Saved entries
[Start of section]
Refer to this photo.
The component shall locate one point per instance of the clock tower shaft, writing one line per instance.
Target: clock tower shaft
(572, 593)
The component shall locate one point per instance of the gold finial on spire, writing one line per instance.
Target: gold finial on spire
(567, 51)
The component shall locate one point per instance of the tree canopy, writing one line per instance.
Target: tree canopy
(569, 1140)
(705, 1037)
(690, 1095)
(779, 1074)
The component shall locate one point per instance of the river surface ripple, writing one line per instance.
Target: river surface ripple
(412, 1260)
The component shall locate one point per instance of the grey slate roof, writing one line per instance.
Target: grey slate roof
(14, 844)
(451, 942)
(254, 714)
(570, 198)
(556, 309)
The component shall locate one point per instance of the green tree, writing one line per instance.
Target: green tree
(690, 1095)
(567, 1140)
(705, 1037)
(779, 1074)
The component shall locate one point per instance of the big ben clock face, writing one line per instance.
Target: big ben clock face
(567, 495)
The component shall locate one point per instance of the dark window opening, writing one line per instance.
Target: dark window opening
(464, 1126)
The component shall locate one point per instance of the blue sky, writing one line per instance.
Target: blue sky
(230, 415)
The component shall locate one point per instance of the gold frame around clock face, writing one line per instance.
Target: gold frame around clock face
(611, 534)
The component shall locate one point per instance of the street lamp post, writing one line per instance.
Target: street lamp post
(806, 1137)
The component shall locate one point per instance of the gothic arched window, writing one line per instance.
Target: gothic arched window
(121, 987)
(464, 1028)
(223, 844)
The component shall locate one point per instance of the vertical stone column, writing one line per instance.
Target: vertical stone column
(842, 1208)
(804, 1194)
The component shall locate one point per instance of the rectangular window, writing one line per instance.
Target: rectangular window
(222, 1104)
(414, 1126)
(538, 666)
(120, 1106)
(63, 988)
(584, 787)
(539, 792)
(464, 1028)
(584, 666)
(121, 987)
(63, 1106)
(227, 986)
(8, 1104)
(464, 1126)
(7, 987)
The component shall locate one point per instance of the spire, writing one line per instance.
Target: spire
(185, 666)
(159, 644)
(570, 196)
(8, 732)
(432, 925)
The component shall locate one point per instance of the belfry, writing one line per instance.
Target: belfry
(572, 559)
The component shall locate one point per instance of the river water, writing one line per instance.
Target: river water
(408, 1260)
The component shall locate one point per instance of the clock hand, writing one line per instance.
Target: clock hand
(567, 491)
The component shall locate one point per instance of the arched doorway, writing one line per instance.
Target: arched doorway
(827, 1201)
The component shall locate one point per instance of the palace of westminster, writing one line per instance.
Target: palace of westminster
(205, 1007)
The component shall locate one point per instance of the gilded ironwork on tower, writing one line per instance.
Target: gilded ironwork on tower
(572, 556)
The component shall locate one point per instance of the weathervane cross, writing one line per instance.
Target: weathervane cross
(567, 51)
[End of section]
Task requirements
Would you retype the lines above from the one with "The component shall locate one point per instance of the gothic" down to the one with "column, writing one line per instance.", word for word, both ends included and no other lines?

Solution below
The component shall locate one point per instance of the gothic arched window, writing one line per instance.
Target: gothic arched window
(121, 987)
(464, 1028)
(223, 844)
The component shall locate one point per instance of the vertical stone column, writing one line per instance.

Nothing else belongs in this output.